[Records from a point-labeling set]
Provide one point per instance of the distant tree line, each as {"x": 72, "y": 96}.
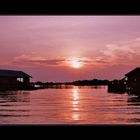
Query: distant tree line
{"x": 76, "y": 83}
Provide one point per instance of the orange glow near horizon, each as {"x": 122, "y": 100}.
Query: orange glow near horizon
{"x": 75, "y": 63}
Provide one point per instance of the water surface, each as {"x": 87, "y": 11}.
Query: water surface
{"x": 76, "y": 105}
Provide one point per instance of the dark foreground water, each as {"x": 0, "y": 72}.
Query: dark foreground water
{"x": 77, "y": 105}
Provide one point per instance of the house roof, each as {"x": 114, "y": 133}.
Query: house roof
{"x": 13, "y": 73}
{"x": 136, "y": 71}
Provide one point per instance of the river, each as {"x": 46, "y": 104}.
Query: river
{"x": 76, "y": 105}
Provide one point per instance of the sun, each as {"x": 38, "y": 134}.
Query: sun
{"x": 75, "y": 63}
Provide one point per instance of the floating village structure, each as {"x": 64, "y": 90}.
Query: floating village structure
{"x": 130, "y": 83}
{"x": 11, "y": 79}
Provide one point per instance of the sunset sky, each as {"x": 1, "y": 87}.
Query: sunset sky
{"x": 67, "y": 48}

**TASK**. Reproduce every line of the items above verbatim, leaving out the pictures.

**SOLUTION TO THIS TASK**.
Provide one point per instance of the distant tree line, each as {"x": 72, "y": 96}.
Query: distant tree line
{"x": 76, "y": 83}
Provide one point per instance of the orange glow near horizon, each as {"x": 122, "y": 100}.
Query: orange glow near horizon
{"x": 75, "y": 63}
Provide one point per instance of the water surface, each as {"x": 87, "y": 11}.
Query: water surface
{"x": 76, "y": 105}
Provide one point per instance of the dark foreground water, each as {"x": 0, "y": 72}.
Query: dark foreground water
{"x": 77, "y": 105}
Provide one point per instance of the house roof, each as {"x": 114, "y": 133}.
Query: house roof
{"x": 13, "y": 73}
{"x": 136, "y": 71}
Provide one point per instance of the river, each as {"x": 46, "y": 104}.
Query: river
{"x": 76, "y": 105}
Provide one point per instance of the sun, each as {"x": 38, "y": 134}.
Query: sun
{"x": 75, "y": 63}
Provide one point per instance of the floating village structure, each as {"x": 64, "y": 90}.
Query: floating village structure
{"x": 130, "y": 83}
{"x": 11, "y": 79}
Provide one point per instance of the sunset sky, each as {"x": 1, "y": 87}.
Query: sunset sky
{"x": 67, "y": 48}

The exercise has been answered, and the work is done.